What is required:
Gather every line in the entries below that contains the string "deer". Case counts.

Data shown:
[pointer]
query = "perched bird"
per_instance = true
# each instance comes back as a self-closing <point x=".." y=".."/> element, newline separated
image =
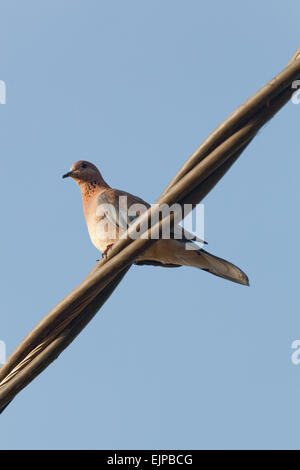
<point x="108" y="217"/>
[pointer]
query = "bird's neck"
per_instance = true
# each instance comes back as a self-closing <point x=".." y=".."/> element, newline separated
<point x="90" y="188"/>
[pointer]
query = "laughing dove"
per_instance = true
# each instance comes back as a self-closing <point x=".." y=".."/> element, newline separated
<point x="108" y="218"/>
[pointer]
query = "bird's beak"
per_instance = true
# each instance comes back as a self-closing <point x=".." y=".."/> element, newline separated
<point x="68" y="175"/>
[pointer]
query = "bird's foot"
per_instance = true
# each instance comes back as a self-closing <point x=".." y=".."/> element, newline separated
<point x="104" y="254"/>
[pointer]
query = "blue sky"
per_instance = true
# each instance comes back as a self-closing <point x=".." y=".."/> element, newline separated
<point x="176" y="358"/>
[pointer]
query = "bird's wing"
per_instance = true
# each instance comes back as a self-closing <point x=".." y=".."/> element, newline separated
<point x="121" y="208"/>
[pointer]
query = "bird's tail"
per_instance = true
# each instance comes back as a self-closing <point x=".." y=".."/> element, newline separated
<point x="214" y="265"/>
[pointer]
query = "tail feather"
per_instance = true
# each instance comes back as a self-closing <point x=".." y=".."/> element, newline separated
<point x="217" y="266"/>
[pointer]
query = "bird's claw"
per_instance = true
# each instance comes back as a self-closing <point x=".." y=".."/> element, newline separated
<point x="104" y="254"/>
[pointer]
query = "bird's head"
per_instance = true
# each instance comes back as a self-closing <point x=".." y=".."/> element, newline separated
<point x="84" y="172"/>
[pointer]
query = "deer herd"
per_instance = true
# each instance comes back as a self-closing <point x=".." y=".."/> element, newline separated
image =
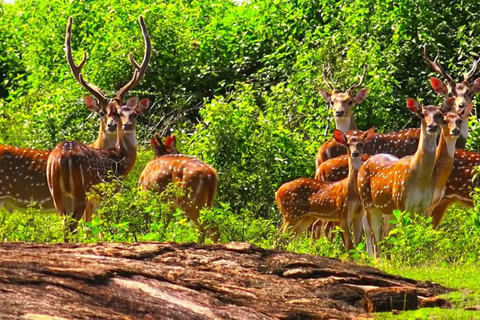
<point x="61" y="179"/>
<point x="361" y="176"/>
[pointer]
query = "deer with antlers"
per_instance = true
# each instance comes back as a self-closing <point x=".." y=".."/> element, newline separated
<point x="463" y="92"/>
<point x="342" y="103"/>
<point x="304" y="201"/>
<point x="404" y="142"/>
<point x="197" y="179"/>
<point x="386" y="183"/>
<point x="24" y="178"/>
<point x="74" y="168"/>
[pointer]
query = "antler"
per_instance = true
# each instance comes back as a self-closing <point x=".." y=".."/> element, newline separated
<point x="76" y="69"/>
<point x="324" y="73"/>
<point x="361" y="80"/>
<point x="437" y="67"/>
<point x="139" y="69"/>
<point x="470" y="73"/>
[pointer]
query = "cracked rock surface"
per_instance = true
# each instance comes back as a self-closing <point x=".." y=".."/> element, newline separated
<point x="190" y="281"/>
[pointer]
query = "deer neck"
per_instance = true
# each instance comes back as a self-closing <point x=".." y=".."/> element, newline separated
<point x="444" y="160"/>
<point x="423" y="161"/>
<point x="345" y="124"/>
<point x="462" y="139"/>
<point x="126" y="148"/>
<point x="105" y="140"/>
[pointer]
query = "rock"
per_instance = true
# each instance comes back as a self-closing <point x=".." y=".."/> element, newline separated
<point x="190" y="281"/>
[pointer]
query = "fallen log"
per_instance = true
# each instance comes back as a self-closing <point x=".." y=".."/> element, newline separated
<point x="190" y="281"/>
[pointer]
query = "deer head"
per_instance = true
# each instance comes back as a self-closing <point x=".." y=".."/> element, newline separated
<point x="342" y="103"/>
<point x="453" y="120"/>
<point x="463" y="92"/>
<point x="430" y="116"/>
<point x="160" y="148"/>
<point x="99" y="103"/>
<point x="129" y="112"/>
<point x="354" y="144"/>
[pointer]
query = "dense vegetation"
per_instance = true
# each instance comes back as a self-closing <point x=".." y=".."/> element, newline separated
<point x="238" y="83"/>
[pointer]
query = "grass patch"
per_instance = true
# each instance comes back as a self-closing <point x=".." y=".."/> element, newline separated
<point x="465" y="279"/>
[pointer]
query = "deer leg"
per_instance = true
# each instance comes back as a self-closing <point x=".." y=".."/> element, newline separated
<point x="90" y="209"/>
<point x="374" y="218"/>
<point x="439" y="211"/>
<point x="357" y="230"/>
<point x="387" y="226"/>
<point x="347" y="239"/>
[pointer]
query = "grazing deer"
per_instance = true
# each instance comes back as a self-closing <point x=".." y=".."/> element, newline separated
<point x="88" y="165"/>
<point x="197" y="179"/>
<point x="73" y="168"/>
<point x="23" y="170"/>
<point x="386" y="183"/>
<point x="304" y="201"/>
<point x="404" y="142"/>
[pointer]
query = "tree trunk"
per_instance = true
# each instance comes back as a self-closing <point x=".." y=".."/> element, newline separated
<point x="190" y="281"/>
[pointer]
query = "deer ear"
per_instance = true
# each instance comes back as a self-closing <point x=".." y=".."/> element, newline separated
<point x="475" y="88"/>
<point x="438" y="86"/>
<point x="91" y="103"/>
<point x="361" y="95"/>
<point x="327" y="96"/>
<point x="154" y="143"/>
<point x="158" y="146"/>
<point x="142" y="106"/>
<point x="132" y="102"/>
<point x="413" y="106"/>
<point x="170" y="142"/>
<point x="465" y="113"/>
<point x="448" y="105"/>
<point x="368" y="135"/>
<point x="339" y="136"/>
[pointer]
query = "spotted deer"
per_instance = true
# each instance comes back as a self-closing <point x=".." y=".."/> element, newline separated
<point x="445" y="158"/>
<point x="197" y="179"/>
<point x="460" y="184"/>
<point x="304" y="201"/>
<point x="386" y="183"/>
<point x="23" y="170"/>
<point x="73" y="168"/>
<point x="463" y="92"/>
<point x="342" y="103"/>
<point x="404" y="142"/>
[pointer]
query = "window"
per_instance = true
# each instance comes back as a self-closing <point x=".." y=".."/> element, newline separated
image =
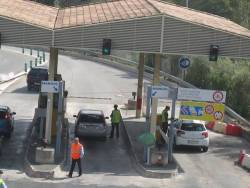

The output:
query = "deer herd"
query = "deer with antlers"
query = "deer neck"
query = "deer head"
query = "deer leg"
query = "grazing deer"
query = "deer ear"
query = "spotted deer"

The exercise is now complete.